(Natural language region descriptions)
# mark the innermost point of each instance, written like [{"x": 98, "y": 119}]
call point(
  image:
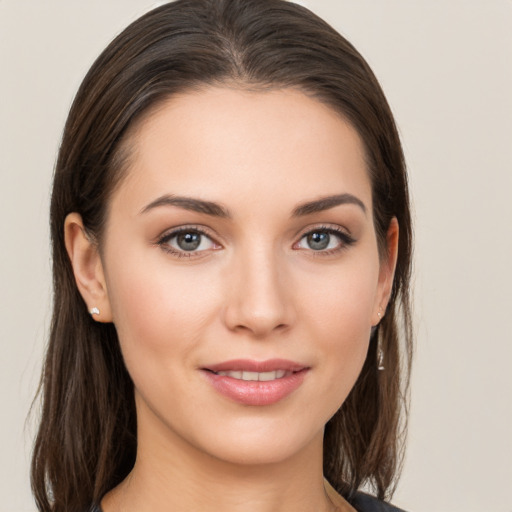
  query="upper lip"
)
[{"x": 249, "y": 365}]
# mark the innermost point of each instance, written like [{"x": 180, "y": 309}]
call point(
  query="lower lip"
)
[{"x": 251, "y": 392}]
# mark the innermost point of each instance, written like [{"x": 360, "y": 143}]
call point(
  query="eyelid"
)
[
  {"x": 346, "y": 238},
  {"x": 163, "y": 239}
]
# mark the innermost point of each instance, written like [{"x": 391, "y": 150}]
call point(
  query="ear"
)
[
  {"x": 87, "y": 267},
  {"x": 386, "y": 272}
]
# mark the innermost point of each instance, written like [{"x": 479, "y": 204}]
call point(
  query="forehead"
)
[{"x": 229, "y": 145}]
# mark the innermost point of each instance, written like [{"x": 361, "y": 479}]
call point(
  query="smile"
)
[
  {"x": 255, "y": 376},
  {"x": 256, "y": 383}
]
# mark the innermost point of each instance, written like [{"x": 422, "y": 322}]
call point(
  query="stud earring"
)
[{"x": 380, "y": 358}]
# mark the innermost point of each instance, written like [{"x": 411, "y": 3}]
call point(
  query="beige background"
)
[{"x": 447, "y": 70}]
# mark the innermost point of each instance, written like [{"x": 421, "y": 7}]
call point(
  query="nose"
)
[{"x": 258, "y": 300}]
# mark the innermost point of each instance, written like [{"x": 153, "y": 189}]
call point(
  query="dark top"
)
[{"x": 361, "y": 502}]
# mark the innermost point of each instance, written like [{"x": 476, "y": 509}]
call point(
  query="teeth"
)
[{"x": 255, "y": 376}]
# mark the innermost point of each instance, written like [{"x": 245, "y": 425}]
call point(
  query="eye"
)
[
  {"x": 325, "y": 240},
  {"x": 186, "y": 242}
]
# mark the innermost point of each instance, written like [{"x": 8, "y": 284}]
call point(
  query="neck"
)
[{"x": 170, "y": 475}]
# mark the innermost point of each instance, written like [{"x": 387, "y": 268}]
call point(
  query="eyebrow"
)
[
  {"x": 216, "y": 210},
  {"x": 325, "y": 203},
  {"x": 189, "y": 203}
]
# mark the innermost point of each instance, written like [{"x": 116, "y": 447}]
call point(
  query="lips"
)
[{"x": 256, "y": 383}]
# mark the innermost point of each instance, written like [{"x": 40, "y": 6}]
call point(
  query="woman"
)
[{"x": 231, "y": 242}]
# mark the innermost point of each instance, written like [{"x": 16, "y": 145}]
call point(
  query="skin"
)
[{"x": 254, "y": 289}]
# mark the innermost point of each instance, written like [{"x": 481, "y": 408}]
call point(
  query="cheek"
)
[{"x": 157, "y": 309}]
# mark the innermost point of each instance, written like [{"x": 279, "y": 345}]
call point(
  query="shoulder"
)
[{"x": 366, "y": 503}]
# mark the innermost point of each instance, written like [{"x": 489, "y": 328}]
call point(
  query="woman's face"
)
[{"x": 242, "y": 273}]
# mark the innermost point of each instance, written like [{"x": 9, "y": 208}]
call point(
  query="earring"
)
[{"x": 380, "y": 357}]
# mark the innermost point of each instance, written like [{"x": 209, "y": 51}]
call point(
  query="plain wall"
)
[{"x": 446, "y": 68}]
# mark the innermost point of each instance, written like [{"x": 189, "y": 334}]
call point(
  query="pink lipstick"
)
[{"x": 251, "y": 382}]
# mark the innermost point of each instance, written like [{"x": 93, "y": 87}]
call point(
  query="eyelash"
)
[
  {"x": 163, "y": 241},
  {"x": 345, "y": 239}
]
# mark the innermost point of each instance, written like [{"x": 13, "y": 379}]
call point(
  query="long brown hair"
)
[{"x": 87, "y": 437}]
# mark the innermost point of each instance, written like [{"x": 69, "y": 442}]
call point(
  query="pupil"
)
[
  {"x": 189, "y": 241},
  {"x": 318, "y": 241}
]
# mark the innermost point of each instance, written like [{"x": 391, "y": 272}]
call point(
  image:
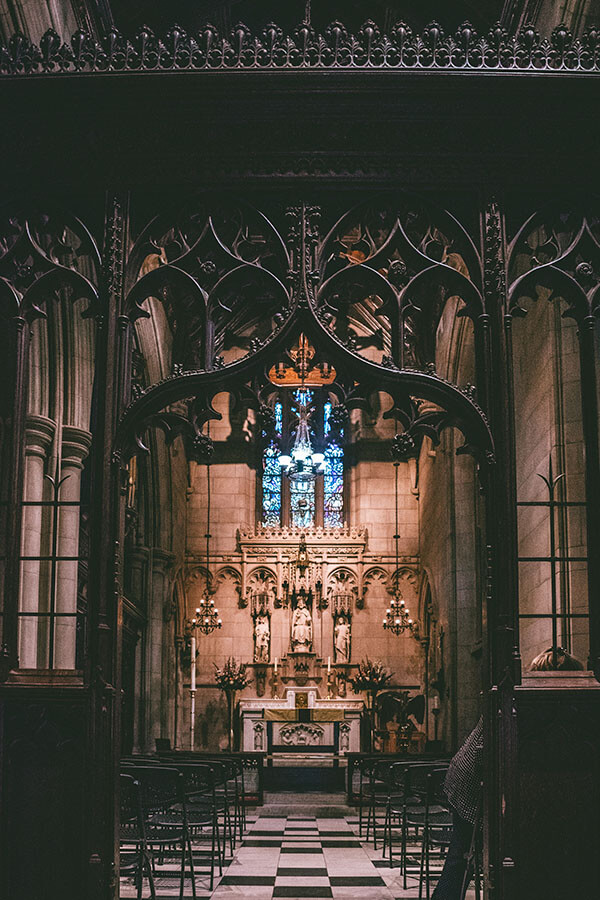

● **Requirement**:
Once the pictures are set aside, repeat the remaining data word for word.

● **Exercise response**:
# mark the innermost point of each instance, written like [{"x": 98, "y": 119}]
call point(
  image:
  query="upper lip"
)
[{"x": 249, "y": 365}]
# mark the innermost point of each instance, written like [{"x": 180, "y": 309}]
call point(
  query="lower lip"
)
[{"x": 251, "y": 392}]
# mark the innermost point of each instance, written like [{"x": 360, "y": 143}]
call point(
  query="eyelid"
)
[
  {"x": 346, "y": 238},
  {"x": 163, "y": 239}
]
# mark the innermost point of each instance, written like [{"x": 391, "y": 150}]
call point(
  query="ear"
)
[
  {"x": 87, "y": 267},
  {"x": 386, "y": 272}
]
# mark the innermost point of each instance, written like [{"x": 479, "y": 204}]
call point(
  query="forehead"
)
[{"x": 229, "y": 145}]
# mark the innermost point of each instance, written like [{"x": 361, "y": 479}]
call point(
  query="smile"
)
[
  {"x": 255, "y": 376},
  {"x": 256, "y": 383}
]
# mark the innermost point of each instance, written like [{"x": 422, "y": 322}]
call point(
  query="stud earring"
)
[{"x": 380, "y": 358}]
# mark the innermost point of each instance, written like [{"x": 411, "y": 3}]
call point(
  query="beige background"
)
[{"x": 447, "y": 70}]
# mark the innermost point of each instance, written like [{"x": 421, "y": 7}]
call point(
  query="nose"
)
[{"x": 258, "y": 300}]
# mark the innermost point of each instance, written like [{"x": 153, "y": 189}]
call point(
  query="dark top"
)
[{"x": 361, "y": 502}]
# mark the innermost point of each instance, written like [{"x": 476, "y": 509}]
call point(
  query="teeth"
)
[{"x": 255, "y": 376}]
# mark the innermost point of each instance, written like [{"x": 245, "y": 425}]
call point(
  query="eye"
)
[
  {"x": 325, "y": 240},
  {"x": 186, "y": 242}
]
# mark the innermost point of each instance, written like [{"x": 8, "y": 284}]
call point(
  query="neck"
)
[{"x": 170, "y": 475}]
# mark the innermost point of each instance, written like [{"x": 387, "y": 268}]
call point(
  query="eyebrow"
)
[
  {"x": 216, "y": 210},
  {"x": 325, "y": 203},
  {"x": 189, "y": 203}
]
# mark the innermost point of each instance, written like [{"x": 116, "y": 447}]
call point(
  query="lips"
)
[{"x": 256, "y": 383}]
# mark the innermost point of each instance, written like [{"x": 40, "y": 6}]
call point(
  query="woman"
)
[{"x": 231, "y": 242}]
# mark the innermost point of each instance, written like [{"x": 16, "y": 145}]
call point(
  query="skin"
)
[{"x": 254, "y": 289}]
# mark the innermost point of each instance, written like [{"x": 481, "y": 408}]
call point(
  query="cheek"
)
[{"x": 157, "y": 309}]
# mark the innermost point of each instance, written like [{"x": 279, "y": 345}]
call point(
  query="shoulder"
)
[{"x": 366, "y": 503}]
# mark the innermost point of each instance, written like [{"x": 489, "y": 328}]
call point(
  query="woman's face"
)
[{"x": 242, "y": 273}]
# mark the innermost point of each instance, written like [{"x": 9, "y": 208}]
call point(
  query="earring"
)
[{"x": 380, "y": 357}]
# mark the innermost point of each instance, written like [{"x": 209, "y": 51}]
call point(
  query="plain wall"
)
[{"x": 446, "y": 68}]
# mark the innermost point of each instance, written like [{"x": 189, "y": 334}]
call point(
  query="pink lipstick"
)
[{"x": 251, "y": 382}]
# mark the innermost point of each instance, written like [{"x": 93, "y": 87}]
call point(
  query="eyelash"
)
[
  {"x": 163, "y": 241},
  {"x": 345, "y": 239}
]
# mark the innermost point of each instance, written like [{"x": 13, "y": 379}]
call point(
  query="long brown hair"
)
[{"x": 87, "y": 437}]
# mark the innermost point of each instance, written like [{"x": 69, "y": 442}]
call point(
  query="pupil"
)
[
  {"x": 189, "y": 241},
  {"x": 318, "y": 241}
]
# mark the innermost point of each instance, written like [{"x": 391, "y": 272}]
call point(
  image:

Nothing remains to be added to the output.